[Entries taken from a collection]
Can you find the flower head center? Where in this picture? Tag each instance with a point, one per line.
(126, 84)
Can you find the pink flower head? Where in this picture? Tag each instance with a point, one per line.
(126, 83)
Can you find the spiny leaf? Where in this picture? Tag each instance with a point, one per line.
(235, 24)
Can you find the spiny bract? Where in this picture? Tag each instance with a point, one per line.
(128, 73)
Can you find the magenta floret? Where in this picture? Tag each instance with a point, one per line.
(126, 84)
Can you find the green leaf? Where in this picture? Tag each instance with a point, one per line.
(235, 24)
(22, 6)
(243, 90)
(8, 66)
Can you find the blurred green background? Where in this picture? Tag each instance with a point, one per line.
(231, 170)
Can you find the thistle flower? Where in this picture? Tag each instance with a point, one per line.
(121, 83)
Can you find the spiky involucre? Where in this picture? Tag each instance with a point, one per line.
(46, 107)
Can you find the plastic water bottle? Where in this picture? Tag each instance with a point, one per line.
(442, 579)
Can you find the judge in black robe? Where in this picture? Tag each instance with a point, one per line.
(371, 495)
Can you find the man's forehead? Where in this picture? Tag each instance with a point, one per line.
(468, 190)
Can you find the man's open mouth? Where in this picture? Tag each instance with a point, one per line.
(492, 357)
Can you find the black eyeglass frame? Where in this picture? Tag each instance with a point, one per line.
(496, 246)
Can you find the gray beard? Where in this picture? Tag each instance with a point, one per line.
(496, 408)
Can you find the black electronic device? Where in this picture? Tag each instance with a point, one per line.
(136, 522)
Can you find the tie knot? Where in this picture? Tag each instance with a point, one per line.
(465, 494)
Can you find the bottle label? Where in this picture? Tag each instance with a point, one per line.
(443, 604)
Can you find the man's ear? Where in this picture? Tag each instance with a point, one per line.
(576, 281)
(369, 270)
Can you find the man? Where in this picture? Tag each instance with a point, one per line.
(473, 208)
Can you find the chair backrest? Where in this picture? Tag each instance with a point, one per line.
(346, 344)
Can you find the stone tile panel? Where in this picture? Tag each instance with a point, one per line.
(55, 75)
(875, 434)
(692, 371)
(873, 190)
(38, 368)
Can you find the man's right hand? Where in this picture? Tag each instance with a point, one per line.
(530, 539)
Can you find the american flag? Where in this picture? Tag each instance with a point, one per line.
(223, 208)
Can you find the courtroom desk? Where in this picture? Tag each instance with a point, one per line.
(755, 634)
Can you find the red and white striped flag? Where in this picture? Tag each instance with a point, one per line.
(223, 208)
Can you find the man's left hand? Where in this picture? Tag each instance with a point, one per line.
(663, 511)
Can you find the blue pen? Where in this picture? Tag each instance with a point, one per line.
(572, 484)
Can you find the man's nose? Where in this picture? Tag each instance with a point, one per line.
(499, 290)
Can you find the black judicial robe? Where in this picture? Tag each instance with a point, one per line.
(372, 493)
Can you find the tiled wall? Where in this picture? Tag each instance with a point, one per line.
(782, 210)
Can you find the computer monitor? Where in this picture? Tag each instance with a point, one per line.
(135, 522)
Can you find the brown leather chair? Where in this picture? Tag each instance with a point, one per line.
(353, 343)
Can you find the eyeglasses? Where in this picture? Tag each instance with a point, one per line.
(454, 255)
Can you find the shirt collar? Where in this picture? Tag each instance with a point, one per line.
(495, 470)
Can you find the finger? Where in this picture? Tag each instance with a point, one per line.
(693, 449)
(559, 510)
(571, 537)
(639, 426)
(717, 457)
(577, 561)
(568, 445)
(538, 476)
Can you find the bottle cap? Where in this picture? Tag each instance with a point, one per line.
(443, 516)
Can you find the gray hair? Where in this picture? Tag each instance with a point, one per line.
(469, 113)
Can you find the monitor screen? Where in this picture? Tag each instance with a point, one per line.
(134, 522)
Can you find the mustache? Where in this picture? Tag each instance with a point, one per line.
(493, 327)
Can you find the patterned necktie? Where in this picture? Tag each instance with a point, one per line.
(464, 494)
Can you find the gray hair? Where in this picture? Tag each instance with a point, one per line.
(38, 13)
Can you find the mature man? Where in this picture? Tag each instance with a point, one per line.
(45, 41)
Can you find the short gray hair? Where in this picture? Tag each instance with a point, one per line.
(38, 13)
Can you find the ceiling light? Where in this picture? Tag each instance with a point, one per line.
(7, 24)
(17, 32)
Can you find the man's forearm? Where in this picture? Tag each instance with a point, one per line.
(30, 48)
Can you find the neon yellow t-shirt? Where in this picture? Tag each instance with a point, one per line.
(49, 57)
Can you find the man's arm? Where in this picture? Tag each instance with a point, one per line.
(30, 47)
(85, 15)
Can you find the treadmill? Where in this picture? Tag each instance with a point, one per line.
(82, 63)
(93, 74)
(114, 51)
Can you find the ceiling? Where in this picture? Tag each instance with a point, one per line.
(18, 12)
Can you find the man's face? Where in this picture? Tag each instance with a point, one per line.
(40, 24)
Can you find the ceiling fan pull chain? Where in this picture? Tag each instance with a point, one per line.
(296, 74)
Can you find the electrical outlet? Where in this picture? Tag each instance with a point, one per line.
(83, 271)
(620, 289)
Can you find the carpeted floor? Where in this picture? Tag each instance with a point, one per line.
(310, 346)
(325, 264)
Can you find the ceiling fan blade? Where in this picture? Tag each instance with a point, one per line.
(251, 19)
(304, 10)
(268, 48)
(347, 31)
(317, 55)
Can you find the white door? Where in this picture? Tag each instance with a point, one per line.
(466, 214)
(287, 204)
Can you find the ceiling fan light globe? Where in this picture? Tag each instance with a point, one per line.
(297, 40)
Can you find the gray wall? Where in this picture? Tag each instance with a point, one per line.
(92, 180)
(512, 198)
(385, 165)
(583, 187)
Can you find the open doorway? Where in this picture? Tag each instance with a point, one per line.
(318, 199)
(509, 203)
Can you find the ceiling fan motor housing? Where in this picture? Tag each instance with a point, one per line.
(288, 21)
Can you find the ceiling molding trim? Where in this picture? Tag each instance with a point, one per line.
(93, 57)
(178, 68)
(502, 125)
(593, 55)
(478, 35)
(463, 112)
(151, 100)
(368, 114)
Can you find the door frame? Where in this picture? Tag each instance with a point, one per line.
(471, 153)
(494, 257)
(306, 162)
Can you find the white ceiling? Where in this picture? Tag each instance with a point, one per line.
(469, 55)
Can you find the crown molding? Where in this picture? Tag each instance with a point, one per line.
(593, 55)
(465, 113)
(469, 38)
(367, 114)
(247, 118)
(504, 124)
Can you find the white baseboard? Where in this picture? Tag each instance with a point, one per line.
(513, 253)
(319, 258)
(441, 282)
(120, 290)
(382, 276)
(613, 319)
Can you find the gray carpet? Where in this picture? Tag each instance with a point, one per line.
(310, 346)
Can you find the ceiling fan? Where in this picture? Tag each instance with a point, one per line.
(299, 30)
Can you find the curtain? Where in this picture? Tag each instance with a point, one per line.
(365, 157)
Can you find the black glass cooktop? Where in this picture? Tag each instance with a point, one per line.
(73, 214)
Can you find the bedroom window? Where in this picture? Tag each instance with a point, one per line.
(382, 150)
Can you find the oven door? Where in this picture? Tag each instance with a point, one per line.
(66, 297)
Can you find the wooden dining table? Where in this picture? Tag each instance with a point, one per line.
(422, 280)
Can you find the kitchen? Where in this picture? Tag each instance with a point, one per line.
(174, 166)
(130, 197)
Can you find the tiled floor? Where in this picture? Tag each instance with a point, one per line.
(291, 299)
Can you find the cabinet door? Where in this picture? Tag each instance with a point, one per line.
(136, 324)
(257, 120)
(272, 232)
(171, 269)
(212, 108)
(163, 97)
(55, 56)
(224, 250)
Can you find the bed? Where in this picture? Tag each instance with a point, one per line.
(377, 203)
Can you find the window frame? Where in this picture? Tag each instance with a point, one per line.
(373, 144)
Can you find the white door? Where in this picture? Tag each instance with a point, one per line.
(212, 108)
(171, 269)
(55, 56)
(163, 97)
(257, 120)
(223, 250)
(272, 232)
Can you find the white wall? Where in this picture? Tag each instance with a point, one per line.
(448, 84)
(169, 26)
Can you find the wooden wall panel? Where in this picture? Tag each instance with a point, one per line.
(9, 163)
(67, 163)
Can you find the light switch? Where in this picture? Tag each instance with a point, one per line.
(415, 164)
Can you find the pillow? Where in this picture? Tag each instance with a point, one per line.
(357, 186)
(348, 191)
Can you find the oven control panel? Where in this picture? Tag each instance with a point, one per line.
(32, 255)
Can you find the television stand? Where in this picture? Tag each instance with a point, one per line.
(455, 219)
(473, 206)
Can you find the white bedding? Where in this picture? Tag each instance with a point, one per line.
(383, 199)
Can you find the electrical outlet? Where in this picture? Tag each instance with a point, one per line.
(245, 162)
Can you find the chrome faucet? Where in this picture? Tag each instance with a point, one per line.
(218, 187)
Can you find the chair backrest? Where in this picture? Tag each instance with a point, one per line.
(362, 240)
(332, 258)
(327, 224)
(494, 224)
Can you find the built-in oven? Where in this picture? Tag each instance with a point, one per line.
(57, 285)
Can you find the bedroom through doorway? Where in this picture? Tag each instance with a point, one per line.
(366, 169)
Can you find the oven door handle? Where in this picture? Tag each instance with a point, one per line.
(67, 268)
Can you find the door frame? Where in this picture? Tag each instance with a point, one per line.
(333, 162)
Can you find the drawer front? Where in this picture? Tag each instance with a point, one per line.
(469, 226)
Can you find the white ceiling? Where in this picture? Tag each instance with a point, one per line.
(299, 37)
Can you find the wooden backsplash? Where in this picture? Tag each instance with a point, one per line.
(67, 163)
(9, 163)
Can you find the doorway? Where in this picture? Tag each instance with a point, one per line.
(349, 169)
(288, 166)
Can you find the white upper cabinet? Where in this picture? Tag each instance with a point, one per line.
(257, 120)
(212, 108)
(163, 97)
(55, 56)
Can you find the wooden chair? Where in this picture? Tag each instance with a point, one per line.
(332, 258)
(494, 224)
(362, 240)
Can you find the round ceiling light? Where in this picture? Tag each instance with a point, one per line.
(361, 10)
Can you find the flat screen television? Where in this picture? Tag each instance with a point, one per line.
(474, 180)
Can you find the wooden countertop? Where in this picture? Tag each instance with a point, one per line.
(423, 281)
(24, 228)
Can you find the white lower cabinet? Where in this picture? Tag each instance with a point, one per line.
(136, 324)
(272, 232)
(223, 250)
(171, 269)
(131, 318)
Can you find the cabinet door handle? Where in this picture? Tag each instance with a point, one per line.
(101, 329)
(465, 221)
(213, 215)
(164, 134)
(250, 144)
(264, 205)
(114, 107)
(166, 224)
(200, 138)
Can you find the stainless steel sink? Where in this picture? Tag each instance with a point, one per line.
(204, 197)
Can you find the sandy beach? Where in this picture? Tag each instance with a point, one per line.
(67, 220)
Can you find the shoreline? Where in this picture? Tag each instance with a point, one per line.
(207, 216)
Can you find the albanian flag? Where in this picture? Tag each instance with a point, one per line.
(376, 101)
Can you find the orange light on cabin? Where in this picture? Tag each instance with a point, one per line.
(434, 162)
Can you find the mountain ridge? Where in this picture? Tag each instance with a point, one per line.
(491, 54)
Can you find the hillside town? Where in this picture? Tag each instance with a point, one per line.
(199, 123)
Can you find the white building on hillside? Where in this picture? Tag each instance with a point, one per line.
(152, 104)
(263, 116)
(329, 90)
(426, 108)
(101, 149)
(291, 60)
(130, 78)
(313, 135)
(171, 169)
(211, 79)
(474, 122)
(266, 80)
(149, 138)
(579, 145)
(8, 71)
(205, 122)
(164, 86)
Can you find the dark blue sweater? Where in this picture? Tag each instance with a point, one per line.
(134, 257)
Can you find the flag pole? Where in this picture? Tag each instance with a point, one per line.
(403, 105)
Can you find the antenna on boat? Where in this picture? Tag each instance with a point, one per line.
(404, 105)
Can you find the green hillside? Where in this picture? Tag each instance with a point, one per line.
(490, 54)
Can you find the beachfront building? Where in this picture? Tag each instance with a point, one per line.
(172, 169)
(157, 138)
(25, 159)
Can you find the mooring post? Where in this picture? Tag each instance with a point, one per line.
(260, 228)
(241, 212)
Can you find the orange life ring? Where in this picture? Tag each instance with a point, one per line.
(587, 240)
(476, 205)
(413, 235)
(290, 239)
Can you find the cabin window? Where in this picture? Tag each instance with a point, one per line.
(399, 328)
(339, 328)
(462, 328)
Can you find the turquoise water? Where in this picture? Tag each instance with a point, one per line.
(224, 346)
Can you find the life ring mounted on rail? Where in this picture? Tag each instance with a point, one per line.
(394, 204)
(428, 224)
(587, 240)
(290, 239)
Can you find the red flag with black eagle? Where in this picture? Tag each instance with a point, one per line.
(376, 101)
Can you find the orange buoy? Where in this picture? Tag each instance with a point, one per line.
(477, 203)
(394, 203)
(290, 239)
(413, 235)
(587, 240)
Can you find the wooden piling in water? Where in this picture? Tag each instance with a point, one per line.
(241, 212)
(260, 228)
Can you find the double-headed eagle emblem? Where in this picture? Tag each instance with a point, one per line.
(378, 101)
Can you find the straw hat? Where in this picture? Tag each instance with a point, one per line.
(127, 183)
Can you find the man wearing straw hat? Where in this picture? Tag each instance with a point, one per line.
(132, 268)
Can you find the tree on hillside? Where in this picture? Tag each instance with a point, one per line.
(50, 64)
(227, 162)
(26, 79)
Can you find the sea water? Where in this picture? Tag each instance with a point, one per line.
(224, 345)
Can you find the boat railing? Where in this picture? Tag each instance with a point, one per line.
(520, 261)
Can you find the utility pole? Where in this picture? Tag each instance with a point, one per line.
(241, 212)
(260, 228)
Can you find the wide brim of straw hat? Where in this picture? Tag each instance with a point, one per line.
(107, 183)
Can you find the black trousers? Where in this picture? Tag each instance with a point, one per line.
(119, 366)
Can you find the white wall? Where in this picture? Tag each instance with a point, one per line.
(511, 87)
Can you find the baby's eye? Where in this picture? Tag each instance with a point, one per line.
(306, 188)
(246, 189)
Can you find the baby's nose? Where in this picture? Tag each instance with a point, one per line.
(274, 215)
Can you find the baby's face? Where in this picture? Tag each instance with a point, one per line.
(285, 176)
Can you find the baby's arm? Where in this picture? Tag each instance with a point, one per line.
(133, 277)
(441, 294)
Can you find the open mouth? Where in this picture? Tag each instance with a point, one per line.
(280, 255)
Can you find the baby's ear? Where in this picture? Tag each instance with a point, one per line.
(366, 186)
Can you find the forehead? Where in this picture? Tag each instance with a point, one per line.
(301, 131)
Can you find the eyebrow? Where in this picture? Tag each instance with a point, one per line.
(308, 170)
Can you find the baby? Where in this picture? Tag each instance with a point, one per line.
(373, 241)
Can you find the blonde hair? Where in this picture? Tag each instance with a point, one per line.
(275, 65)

Try it: Locate "Can you find the baby's arm?" in the data above. Then repeat, exactly, its line and each line after it through the last, adding nothing.

Task output:
Can you find the baby's arm? Where in this picture? Tag each instance with a point, one per line.
(133, 277)
(441, 294)
Can you find the open mouth? Where in this picture? Tag each instance with a point, one per line.
(280, 255)
Can you find the baby's ear? Where in this picture? Tag each instance with a point, one per line.
(366, 186)
Can you find the forehead? Where in this picture? Tag each instance with a point, one per line.
(301, 131)
Can you find the eyebrow? Where in this picture? Tag each instance with a point, one per line.
(308, 170)
Can you find the baby? Where in this picture? Tag each instance with a point, one per line.
(373, 241)
Can you find the blonde hair? Where in this picture? Tag each instance with a point, one per line.
(275, 65)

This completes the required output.